- _LISTED RECORDS_:
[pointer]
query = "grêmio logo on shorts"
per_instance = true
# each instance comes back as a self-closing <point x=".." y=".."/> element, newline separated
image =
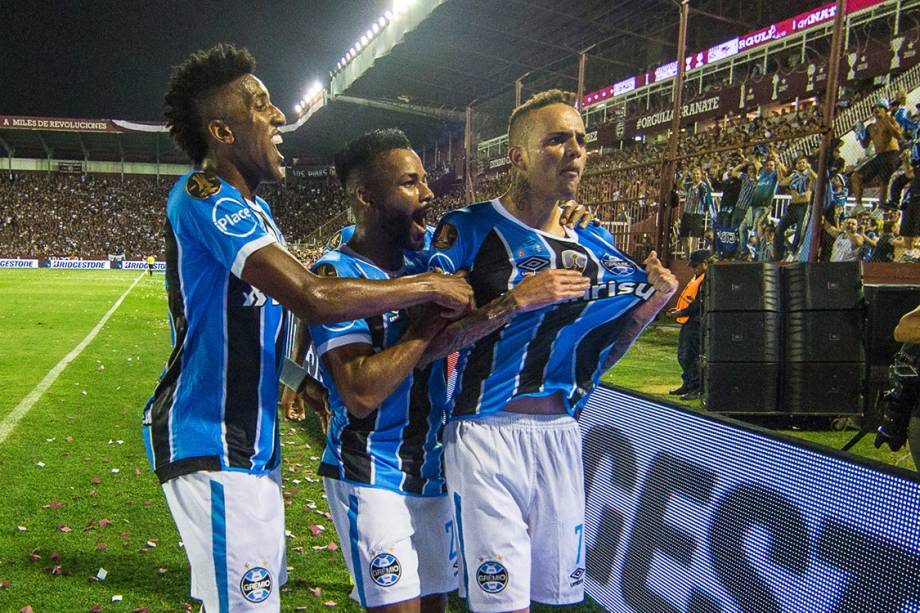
<point x="492" y="577"/>
<point x="385" y="569"/>
<point x="256" y="584"/>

- _YOUR GOAL_:
Copy out every row above word for word, omitting the pictures.

- _OUTPUT FOR THIS EXERCISE_:
[pointer]
query = "grêmio logo on shorts"
per_instance = true
# each instance comes back as a self-closing <point x=".." y=".."/> element, newline separated
image =
<point x="492" y="577"/>
<point x="385" y="569"/>
<point x="256" y="584"/>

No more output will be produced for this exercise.